[Image-grounded pointing data]
──────

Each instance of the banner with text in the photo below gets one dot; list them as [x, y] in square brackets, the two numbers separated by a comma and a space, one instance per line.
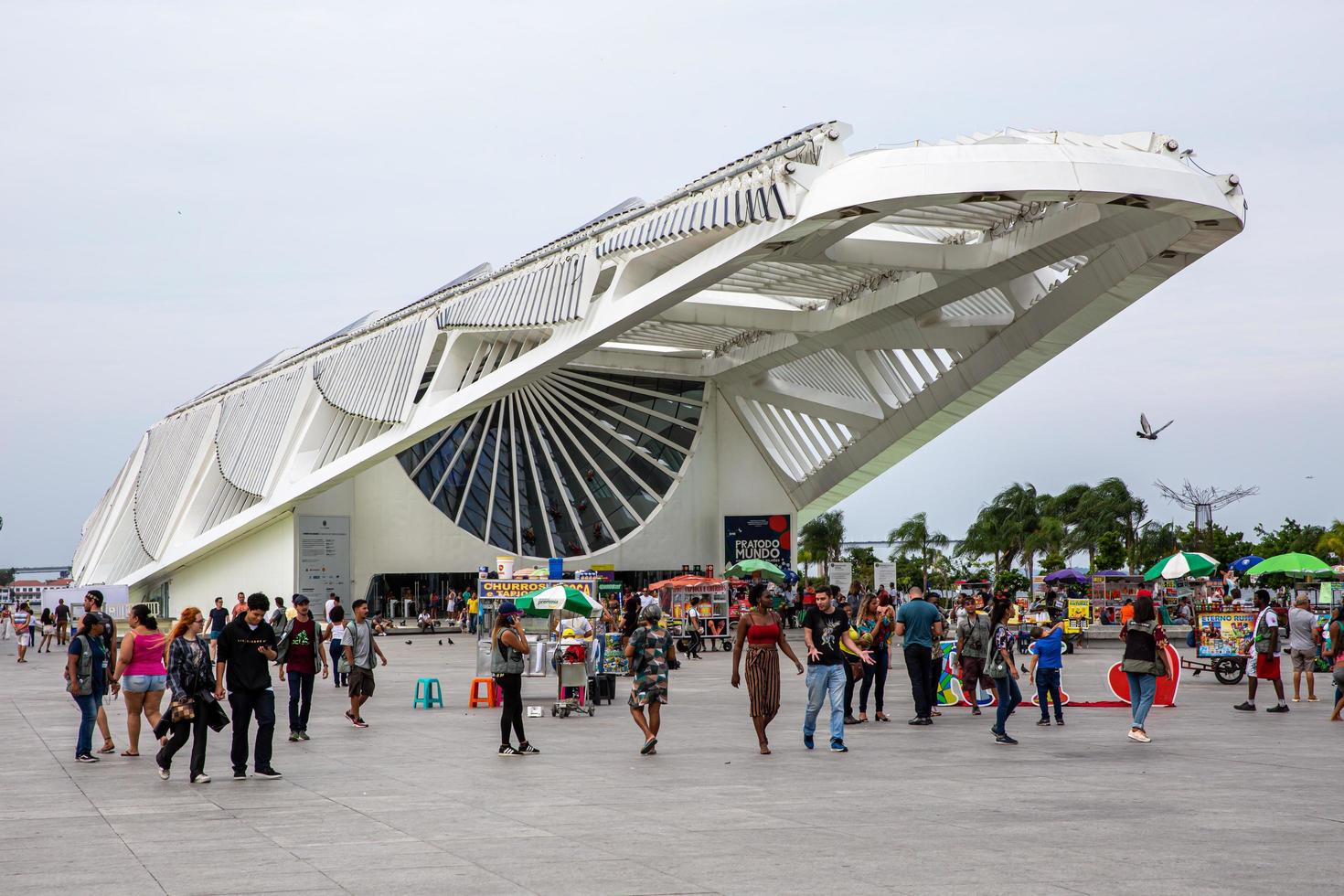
[758, 538]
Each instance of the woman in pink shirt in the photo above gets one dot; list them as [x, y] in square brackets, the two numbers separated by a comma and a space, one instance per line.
[142, 672]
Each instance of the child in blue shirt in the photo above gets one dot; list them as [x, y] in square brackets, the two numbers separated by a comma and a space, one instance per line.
[1046, 666]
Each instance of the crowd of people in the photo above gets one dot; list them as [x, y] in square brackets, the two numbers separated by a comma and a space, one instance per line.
[851, 640]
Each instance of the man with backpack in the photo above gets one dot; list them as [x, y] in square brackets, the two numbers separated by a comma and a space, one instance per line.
[245, 649]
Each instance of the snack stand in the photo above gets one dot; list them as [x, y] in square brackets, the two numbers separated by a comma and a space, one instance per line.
[1110, 590]
[492, 592]
[1221, 644]
[675, 597]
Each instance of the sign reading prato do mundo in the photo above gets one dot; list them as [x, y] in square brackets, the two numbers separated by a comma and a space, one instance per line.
[758, 538]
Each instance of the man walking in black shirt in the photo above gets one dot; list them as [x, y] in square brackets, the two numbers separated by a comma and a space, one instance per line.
[243, 652]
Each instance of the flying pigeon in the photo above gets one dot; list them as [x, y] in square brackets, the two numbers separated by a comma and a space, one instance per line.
[1147, 432]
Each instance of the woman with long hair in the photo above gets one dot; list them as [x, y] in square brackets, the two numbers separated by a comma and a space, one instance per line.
[1144, 661]
[334, 635]
[875, 624]
[190, 675]
[48, 629]
[142, 672]
[86, 680]
[508, 646]
[1003, 669]
[649, 650]
[1336, 635]
[763, 630]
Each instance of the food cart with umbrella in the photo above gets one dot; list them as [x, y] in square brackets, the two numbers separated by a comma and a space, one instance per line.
[675, 598]
[575, 660]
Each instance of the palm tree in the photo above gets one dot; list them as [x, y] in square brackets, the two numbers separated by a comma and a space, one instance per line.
[912, 536]
[820, 539]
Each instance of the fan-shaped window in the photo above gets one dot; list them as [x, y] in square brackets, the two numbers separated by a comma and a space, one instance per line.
[565, 466]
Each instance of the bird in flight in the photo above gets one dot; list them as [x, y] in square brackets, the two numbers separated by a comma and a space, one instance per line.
[1147, 432]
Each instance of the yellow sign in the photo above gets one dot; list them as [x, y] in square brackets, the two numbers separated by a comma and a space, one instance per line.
[1080, 615]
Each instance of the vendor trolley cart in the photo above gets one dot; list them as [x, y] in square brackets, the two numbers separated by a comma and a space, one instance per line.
[574, 690]
[714, 595]
[1221, 644]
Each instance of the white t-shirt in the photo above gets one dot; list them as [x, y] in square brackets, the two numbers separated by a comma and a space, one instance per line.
[1264, 624]
[1301, 629]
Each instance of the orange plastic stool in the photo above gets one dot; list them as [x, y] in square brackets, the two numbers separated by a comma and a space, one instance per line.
[492, 693]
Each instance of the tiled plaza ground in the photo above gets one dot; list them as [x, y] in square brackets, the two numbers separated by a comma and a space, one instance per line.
[1221, 801]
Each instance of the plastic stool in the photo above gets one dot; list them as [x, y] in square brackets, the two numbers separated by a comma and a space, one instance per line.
[428, 693]
[491, 699]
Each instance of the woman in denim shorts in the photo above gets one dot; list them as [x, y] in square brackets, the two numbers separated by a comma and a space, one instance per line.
[142, 672]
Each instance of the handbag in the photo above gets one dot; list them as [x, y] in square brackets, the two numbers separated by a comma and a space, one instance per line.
[215, 715]
[182, 709]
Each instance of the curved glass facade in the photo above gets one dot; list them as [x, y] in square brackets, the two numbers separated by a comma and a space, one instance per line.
[563, 466]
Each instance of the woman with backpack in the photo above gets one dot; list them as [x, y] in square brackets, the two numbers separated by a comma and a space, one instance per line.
[1001, 667]
[190, 675]
[1144, 661]
[140, 661]
[86, 681]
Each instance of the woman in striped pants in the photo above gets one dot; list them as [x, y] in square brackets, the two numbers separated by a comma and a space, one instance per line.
[763, 632]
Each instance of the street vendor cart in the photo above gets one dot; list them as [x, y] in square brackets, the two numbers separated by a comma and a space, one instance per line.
[1221, 644]
[675, 598]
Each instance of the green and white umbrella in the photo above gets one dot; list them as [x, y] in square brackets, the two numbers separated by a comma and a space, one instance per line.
[1179, 566]
[1292, 564]
[745, 569]
[558, 597]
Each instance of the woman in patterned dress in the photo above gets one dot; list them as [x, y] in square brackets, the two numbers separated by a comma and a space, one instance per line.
[763, 630]
[649, 649]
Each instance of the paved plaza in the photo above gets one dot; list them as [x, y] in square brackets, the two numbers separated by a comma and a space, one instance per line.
[420, 802]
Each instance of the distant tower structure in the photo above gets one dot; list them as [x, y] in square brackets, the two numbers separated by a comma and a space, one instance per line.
[1201, 501]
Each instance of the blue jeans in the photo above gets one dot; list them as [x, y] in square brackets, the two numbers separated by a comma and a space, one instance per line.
[824, 681]
[88, 718]
[1047, 688]
[1146, 687]
[1009, 695]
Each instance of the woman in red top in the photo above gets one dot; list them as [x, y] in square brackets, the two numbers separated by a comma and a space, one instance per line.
[761, 629]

──────

Your assignment: Without the images, write out all of the records exactly.

Reply to the task:
Each instance of the banner with text in the photo below gets one dot; list them as [x, y] in square brackets, the two numbers separated by a comma and a space, one instance per line.
[758, 538]
Each instance of the woman in pink shirt in the photo above gets one dot; list them as [x, y] in square brackets, the two numbers separated by a comma and a space, one instance per line.
[142, 672]
Each instance of the child in blue shirt in the photo above gets one dot; list them as [x, y] in square brackets, the two numbers separated by a comma and a space, one instance per line.
[1046, 666]
Each instance of the crowd of people in the photo above gets one dot; list them as [x, y] in square brackets, the two numbers separated by a comma and a space, one instance per line.
[851, 640]
Each instance of the man with backpack in the photo above gets one dot; list them as [x, y] in square brackets, the two numbers separated by a comma and a space, one instance per line.
[245, 649]
Each instance of the snack stand in the photo above gets one dot; list them as [x, y] in square brackets, the two numbers separated by a comma and a space, one instance per line.
[1110, 590]
[492, 592]
[1221, 644]
[675, 597]
Each instance of the sign reading prato do mundo in the photo above gets one dot; list them as [x, y] in square brackets, the two numbers separated by a comma and a space, one instance per line.
[758, 538]
Each instance of the man walking in black shirt in the photo above gets one dot; list them as [x, y] in square brackets, the two numbers separated by a comma and a space, one instance per line.
[243, 652]
Each instance of the flying pigeon in the photo above gets one dot; list them as [x, y] in square brackets, the two numbers separated by a comma and a space, one instance per line.
[1147, 432]
Each instance of the woman with long hair in the photo above gets one dot; list them as [x, y] in square brackets, the two numbers separated by a comma and a space, one instance per line.
[1144, 661]
[334, 635]
[875, 624]
[190, 675]
[48, 629]
[142, 672]
[86, 680]
[508, 646]
[1003, 669]
[649, 650]
[1336, 635]
[763, 630]
Each instance of the food cart with umbrella in the photo above gets one dot; list them as [x, y] in square brackets, the two numbers separated by a comma and a space, one instance per line.
[675, 598]
[575, 660]
Each instance of the palm tree in the photo above gets one dot; list them as [x, y] in square brackets, the two numbers separated by a comma and a space, one instance per line.
[912, 536]
[820, 539]
Each instance of the fan-shaped window in the photo above gets one dot; list them as [x, y] in square brackets, the two numbers separated by a comma and a space, one instance per line.
[565, 466]
Each instance of the bird in flight in the photo above gets one dot; list them as [x, y] in square brackets, the two numbers separated by a comma and a space, one instance per line.
[1147, 432]
Each instance of the yellow sign in the photo above gets one dot; list them as [x, y] in square brackets, the two numbers separated by a comma and a space, one instance per line.
[1080, 615]
Each instance of the vendor trolley cart in the photo above gets one dot; list them as [x, y] in square brackets, the two numbers separated by a comma and a space, one instance per line.
[574, 690]
[714, 595]
[1221, 644]
Each instance of the white t-shirt in the photo above gets one dot; list them as [x, y] in square brackets, the two numbers separated by a comma and a space, one instance per line.
[1264, 624]
[1301, 629]
Each instance of the orange plastic stool in the photo above gets one dot; list them as [x, y] in square brackets, the two numbers separated by a comma and a space, one instance per line.
[492, 693]
Each instance of the tiled plaza ground in the photo above gets one dot; list them as [x, y] in square brackets, the two numbers separated by a comma and a space, one instance per line.
[1221, 801]
Each instance of the plastic stool in the photo above gets one dot; list them as [x, y] in square brackets, the two numbers separated by a comma and a space, one instance per line.
[428, 693]
[491, 699]
Each instance of the woman in denim shorts in the photo above gets one dot; list them as [x, y] in square brackets, the two numbers separated by a comma and a space, one instance per line.
[142, 672]
Each instance of the handbag in the photo above gets one dot; list them as [x, y] in square brackets, the two numbers separated by a comma and a space, one instance per line.
[215, 715]
[182, 709]
Each instance of the curved glass facade in the photo above gets one dot; list them as [x, y] in square brackets, the two numbers separated by a comma and a space, one instance per line.
[563, 466]
Each instance of the woman with backpack in the photo above gets one dot; list them as [x, y] in square brackets, the two numbers separated by a comma and a space, one instance per line.
[1001, 667]
[190, 675]
[1144, 661]
[140, 661]
[86, 681]
Each instance of the woman in striped pants in the photo above gets one dot; list them as [x, y] in square brackets, the two numbers separated by a comma and a space, one instance per line.
[763, 632]
Each instance of the street vendor cart in the photo above gets one dot; list them as [x, y] in square brackets, the two numbers separated by a comma and a space, one instance per line.
[1221, 644]
[675, 598]
Each instance of the green and white umbrella in the photo above gets one dot; list them as [x, y] in square brackets, the two numbers separated by a comma and a space, one instance per line.
[1179, 566]
[1292, 564]
[745, 569]
[558, 597]
Each instance of the woman in patterned dress in the photo above gets one dot; list them as [x, y] in square brackets, the two numbers separated by a comma and a space, one instance per line.
[763, 630]
[649, 649]
Each instance of the paved plaza in the photo above gets one dot; list them as [x, y] in square brackets, the two numbers separated by a comma and a space, one instance per line.
[420, 802]
Each instance of the distant tower structure in the photo above gets one dot; list them as [x, y] in square brackets, the two numbers separated by a comma and a space, one instance per line.
[1201, 501]
Each instance of the blue jeans in the photo above gets one dot; list them as [x, y] in square brackets, the two numbers separated by a comma and a space, one instance per line.
[824, 681]
[88, 718]
[1047, 688]
[1146, 687]
[1009, 695]
Each instance of the woman in red top in the photo above gets one dot; list them as [x, y] in square brackets, the two numbers separated by a comma and a space, one instance per line.
[761, 629]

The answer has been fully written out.